• Challenges:
1. In the biography of Miranda, repeat the passage between "Miranda (she/they) is" and "Venus at Pompeii.", inclusive.
2. Turn the paragraph of the biography of Miranda that opens "Miranda (she/they) is enrolled" into a short list that keeps its main facts.
3. Using the biography of Miranda, answer each question briefly:
(a) Which university offers the MA in Classics that Miranda is enrolled in?
(b) In what month and year did Miranda receive the BA?
(c) From which sanctuary did the small finds in the undergraduate thesis come?

— Start Page —

Miranda (she/they) is enrolled in Brock University’s MA in Classics, in the Art and Archaeology stream. Her current research interests include the Roman household material culture, the visual representation of different cultures in Roman houses, and accessibility in curatorial practices focusing on classical objects. She attended Mount Allison University in Sackville, NB for her undergraduate degree, where she received a BA with Honors in Visual and Material Culture Studies with a Major in Classical Studies in May 2023. Her undergraduate thesis focused on the analysis and contextualization of a catalogue of unpublished small finds from the Sanctuary of Venus at Pompeii.
“The Small Finds from the Sanctuary of Venus at Pompeii”

— End Page —
— Start Excerpted records —

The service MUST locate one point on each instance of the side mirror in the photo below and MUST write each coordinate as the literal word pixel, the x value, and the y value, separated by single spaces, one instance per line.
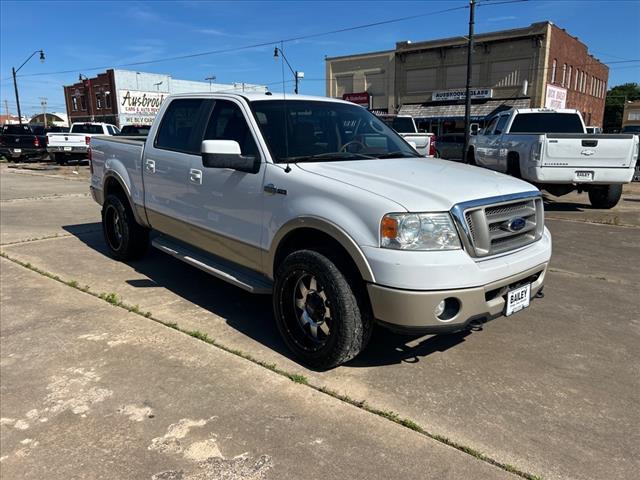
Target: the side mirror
pixel 227 154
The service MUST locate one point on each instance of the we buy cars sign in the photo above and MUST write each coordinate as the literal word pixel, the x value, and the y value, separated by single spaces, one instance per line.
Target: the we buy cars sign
pixel 362 98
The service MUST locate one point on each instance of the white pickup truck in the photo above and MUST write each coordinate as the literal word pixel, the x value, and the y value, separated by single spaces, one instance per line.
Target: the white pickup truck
pixel 74 144
pixel 405 125
pixel 551 149
pixel 318 202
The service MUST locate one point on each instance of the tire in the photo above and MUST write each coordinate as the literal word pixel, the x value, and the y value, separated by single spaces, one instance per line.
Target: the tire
pixel 605 196
pixel 125 239
pixel 340 335
pixel 471 158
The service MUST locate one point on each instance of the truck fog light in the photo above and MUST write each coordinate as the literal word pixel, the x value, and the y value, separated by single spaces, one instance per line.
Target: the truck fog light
pixel 447 309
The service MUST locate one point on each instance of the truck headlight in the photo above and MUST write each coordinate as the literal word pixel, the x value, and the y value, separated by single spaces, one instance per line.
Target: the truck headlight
pixel 418 231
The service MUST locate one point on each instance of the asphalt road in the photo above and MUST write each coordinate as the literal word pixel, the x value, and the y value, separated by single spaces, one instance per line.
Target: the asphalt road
pixel 553 391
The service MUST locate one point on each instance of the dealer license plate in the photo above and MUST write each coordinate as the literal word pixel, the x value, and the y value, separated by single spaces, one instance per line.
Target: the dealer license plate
pixel 583 176
pixel 518 299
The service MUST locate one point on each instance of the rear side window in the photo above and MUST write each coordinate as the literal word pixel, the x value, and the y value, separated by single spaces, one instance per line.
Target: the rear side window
pixel 228 123
pixel 501 123
pixel 547 123
pixel 180 129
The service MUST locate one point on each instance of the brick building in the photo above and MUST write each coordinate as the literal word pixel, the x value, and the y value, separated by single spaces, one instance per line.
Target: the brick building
pixel 536 66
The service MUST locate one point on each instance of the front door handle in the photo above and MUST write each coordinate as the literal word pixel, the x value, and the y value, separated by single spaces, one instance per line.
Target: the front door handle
pixel 195 176
pixel 150 166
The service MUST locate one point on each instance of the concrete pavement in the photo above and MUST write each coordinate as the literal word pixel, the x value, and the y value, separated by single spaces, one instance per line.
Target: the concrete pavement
pixel 552 391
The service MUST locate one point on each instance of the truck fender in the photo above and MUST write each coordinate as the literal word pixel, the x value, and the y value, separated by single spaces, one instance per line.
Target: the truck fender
pixel 327 227
pixel 120 175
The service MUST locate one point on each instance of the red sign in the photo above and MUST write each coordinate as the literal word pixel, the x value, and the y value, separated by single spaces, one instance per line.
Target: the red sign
pixel 362 98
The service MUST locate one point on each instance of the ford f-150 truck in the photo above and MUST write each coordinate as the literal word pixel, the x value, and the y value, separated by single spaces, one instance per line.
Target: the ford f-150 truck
pixel 551 149
pixel 405 125
pixel 74 144
pixel 319 203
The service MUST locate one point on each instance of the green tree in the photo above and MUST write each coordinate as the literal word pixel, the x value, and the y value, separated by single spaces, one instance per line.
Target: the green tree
pixel 614 104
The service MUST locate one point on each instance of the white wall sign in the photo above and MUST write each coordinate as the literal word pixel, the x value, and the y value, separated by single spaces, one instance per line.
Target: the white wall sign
pixel 556 97
pixel 460 94
pixel 132 102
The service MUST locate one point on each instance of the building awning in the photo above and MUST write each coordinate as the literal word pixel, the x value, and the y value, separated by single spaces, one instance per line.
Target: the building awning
pixel 478 110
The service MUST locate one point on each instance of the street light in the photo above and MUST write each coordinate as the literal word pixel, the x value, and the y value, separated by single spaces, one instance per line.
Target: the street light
pixel 297 76
pixel 15 83
pixel 211 79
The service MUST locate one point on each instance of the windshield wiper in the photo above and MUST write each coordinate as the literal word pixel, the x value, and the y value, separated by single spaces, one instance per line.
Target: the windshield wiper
pixel 326 156
pixel 399 154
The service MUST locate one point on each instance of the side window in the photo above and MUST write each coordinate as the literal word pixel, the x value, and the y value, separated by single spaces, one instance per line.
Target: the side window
pixel 488 130
pixel 179 127
pixel 228 123
pixel 501 123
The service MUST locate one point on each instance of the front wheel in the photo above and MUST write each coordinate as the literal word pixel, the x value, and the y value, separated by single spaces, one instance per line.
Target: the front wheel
pixel 317 312
pixel 605 196
pixel 125 238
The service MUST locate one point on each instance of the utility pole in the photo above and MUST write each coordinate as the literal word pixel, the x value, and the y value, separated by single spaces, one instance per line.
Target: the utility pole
pixel 43 103
pixel 467 107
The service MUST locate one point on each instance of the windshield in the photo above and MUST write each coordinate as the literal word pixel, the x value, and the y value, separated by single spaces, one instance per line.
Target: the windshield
pixel 86 128
pixel 547 123
pixel 304 130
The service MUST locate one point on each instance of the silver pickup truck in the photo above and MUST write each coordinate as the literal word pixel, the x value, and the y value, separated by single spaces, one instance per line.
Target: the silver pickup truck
pixel 321 204
pixel 551 149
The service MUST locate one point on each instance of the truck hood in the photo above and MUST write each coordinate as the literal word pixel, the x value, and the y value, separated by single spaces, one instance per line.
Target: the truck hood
pixel 420 184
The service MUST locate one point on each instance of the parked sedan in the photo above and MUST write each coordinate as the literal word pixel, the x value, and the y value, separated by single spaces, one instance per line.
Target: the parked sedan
pixel 450 145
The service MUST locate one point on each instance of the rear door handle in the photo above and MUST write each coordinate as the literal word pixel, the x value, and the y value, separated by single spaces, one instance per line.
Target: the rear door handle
pixel 150 166
pixel 195 176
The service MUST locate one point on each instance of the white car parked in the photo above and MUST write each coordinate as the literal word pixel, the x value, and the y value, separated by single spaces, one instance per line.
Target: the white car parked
pixel 318 202
pixel 551 149
pixel 63 147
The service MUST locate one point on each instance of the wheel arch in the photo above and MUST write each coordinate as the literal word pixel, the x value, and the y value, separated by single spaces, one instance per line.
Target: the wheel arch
pixel 314 232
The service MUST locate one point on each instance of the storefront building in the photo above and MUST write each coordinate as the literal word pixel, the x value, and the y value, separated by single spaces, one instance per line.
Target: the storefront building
pixel 536 66
pixel 125 97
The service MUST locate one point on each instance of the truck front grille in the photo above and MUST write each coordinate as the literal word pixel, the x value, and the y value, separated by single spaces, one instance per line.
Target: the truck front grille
pixel 498 227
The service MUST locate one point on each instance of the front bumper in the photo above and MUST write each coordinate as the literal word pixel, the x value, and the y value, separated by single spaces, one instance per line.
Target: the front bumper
pixel 414 311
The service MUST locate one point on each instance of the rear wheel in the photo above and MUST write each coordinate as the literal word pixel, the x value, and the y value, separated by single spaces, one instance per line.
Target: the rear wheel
pixel 605 196
pixel 125 238
pixel 317 312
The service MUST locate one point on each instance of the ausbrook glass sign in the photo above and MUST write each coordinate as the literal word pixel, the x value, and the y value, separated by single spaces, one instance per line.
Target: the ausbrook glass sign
pixel 444 95
pixel 139 103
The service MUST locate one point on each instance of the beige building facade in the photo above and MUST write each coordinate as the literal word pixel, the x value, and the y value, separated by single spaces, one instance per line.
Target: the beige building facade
pixel 510 68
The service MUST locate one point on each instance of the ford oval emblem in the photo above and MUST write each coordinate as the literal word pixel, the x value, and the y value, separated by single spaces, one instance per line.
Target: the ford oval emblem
pixel 516 224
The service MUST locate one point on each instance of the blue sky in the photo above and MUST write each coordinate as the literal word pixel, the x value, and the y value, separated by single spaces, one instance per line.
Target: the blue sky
pixel 79 35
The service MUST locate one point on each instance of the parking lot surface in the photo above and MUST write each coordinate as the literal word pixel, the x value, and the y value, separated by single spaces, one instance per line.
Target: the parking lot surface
pixel 553 391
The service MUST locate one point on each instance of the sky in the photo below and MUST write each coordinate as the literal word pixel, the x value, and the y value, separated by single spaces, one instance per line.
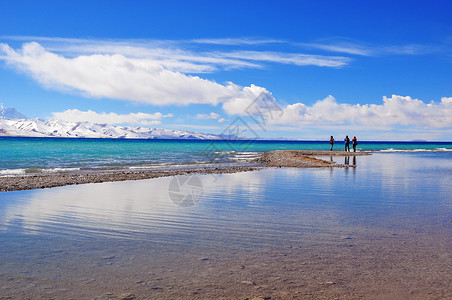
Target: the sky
pixel 305 70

— End Excerpted records —

• Solved problems:
1.
Miranda (she/they) is enrolled in Brock University’s MA in Classics, in the Art and Archaeology stream. Her current research interests include the Roman household material culture, the visual representation of different cultures in Roman houses, and accessibility in curatorial practices focusing on classical objects. She attended Mount Allison University in Sackville, NB for her undergraduate degree, where she received a BA with Honors in Visual and Material Culture Studies with a Major in Classical Studies in May 2023. Her undergraduate thesis focused on the analysis and contextualization of a catalogue of unpublished small finds from the Sanctuary of Venus at Pompeii.

2.
- Enrolled in Brock University's MA in Classics, Art and Archaeology stream
- Research interests: Roman household material culture, the visual representation of different cultures in Roman houses, and accessibility in curatorial practices focusing on classical objects
- Undergraduate degree: BA with Honors in Visual and Material Culture Studies with a Major in Classical Studies, Mount Allison University, Sackville, NB, May 2023
- Undergraduate thesis: analysis and contextualization of a catalogue of unpublished small finds from the Sanctuary of Venus at Pompeii

3.
(a) Brock University
(b) May 2023
(c) The Sanctuary of Venus at Pompeii